** Entries supplied **
━━━━━━━━━━━━━━━━
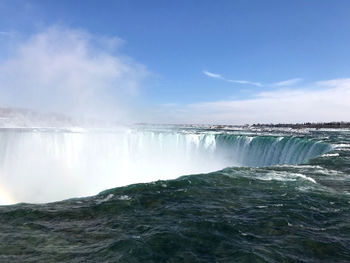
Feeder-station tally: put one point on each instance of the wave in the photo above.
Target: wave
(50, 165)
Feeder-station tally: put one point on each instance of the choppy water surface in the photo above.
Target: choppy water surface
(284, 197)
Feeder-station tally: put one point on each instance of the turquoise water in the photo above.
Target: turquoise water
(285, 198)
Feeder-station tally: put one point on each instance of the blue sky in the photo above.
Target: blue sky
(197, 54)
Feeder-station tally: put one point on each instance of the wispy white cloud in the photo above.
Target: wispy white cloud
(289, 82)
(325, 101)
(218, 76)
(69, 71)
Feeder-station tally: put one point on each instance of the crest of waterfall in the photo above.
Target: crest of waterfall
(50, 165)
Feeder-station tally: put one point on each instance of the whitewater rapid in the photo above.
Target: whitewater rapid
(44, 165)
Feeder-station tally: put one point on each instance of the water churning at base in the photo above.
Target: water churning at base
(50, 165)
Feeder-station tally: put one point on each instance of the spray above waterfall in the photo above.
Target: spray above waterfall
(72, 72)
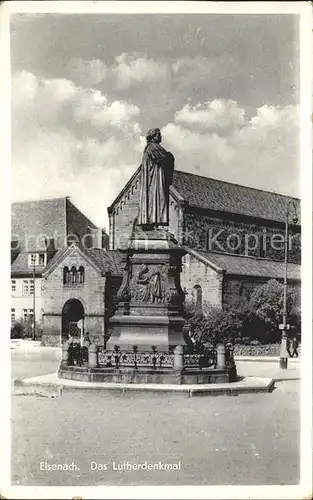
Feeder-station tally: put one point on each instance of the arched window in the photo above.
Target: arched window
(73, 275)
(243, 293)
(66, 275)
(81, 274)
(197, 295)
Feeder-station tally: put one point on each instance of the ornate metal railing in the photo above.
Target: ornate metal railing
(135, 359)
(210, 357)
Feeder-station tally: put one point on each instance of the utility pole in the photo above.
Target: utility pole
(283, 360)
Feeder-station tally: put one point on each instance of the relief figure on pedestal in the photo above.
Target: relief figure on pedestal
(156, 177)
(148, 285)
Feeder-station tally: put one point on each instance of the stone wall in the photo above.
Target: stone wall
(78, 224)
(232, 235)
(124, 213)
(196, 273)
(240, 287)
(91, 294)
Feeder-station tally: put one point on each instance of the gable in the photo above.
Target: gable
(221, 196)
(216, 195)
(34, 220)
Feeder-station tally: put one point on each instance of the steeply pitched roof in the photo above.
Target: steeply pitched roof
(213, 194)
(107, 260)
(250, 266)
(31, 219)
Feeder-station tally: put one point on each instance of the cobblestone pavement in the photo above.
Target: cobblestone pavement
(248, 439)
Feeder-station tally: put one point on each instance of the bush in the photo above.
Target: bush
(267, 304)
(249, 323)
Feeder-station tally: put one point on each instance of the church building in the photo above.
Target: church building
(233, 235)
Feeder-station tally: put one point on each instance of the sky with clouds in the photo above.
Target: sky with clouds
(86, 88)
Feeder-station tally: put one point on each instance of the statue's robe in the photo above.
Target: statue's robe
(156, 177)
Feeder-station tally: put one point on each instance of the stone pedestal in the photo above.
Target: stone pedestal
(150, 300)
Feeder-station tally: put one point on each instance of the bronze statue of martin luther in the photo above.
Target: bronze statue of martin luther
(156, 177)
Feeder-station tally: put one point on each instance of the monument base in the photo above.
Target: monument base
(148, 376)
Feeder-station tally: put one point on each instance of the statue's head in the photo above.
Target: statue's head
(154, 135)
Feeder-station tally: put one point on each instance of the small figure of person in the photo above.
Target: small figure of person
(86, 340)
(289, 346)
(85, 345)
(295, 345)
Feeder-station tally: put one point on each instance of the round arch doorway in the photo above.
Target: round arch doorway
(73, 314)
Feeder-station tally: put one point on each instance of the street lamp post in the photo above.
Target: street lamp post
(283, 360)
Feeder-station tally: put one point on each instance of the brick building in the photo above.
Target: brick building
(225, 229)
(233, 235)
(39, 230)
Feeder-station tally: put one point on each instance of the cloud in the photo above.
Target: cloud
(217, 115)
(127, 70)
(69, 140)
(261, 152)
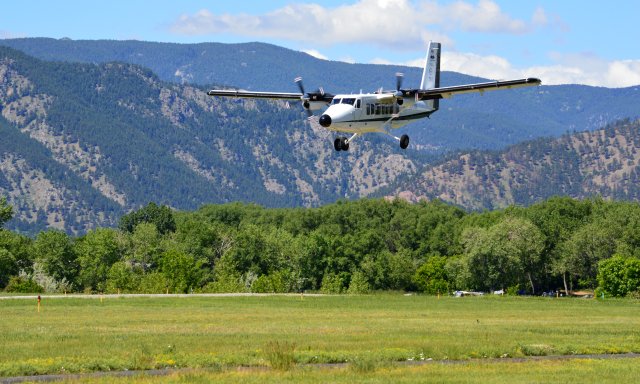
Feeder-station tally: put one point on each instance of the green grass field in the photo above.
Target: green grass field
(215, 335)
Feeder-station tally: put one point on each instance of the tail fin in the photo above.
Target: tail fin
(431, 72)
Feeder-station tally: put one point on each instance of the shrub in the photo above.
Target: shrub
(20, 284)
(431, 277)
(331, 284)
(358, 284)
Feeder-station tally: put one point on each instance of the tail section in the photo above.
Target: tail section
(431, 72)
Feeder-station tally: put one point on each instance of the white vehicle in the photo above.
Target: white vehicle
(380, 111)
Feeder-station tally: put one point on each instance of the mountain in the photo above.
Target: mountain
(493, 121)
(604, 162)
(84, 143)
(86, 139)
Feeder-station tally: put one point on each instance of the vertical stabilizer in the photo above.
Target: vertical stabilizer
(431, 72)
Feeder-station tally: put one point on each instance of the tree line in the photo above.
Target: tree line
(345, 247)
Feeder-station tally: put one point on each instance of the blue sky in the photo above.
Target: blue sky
━━━━━━━━━━━━━━━━
** What is needed **
The response must hold only the lines above from the line with "Target: utility pole" through the line with "Feeder-station tally: put one point on each instance of the sky", each copied exactly, both ends kept.

** Task solution **
Target: utility pole
(283, 360)
Feeder-station tally: put one point on each instance of the relief figure on pedestal in the photo above.
Target: relief figure on pedestal
(156, 177)
(148, 285)
Feeder-station tally: put one point on each instance of the stone wall in the photo above.
Target: stone wall
(78, 224)
(232, 235)
(124, 213)
(196, 273)
(240, 287)
(91, 294)
Feeder-station tally: put one point on each instance of the gable in the photo above.
Target: gable
(221, 196)
(216, 195)
(34, 220)
Feeder-station tally: put one point on each instance of the steeply pitched roof in the photo above.
Target: steeply pitched roof
(213, 194)
(107, 260)
(250, 266)
(31, 219)
Feeder-station tally: put one point on each instance of the cobblestone pavement in the photo above.
Target: cobblestone pavement
(248, 439)
Feeder-station tally: put one point on each instance of the bush in the photo above.
Target: bush
(267, 304)
(249, 323)
Feeder-station tally: put one point on each instance of the church building in the photo above.
Target: church building
(233, 235)
Feeder-station tally: put one point on each instance of the sky with clouds in the photo above.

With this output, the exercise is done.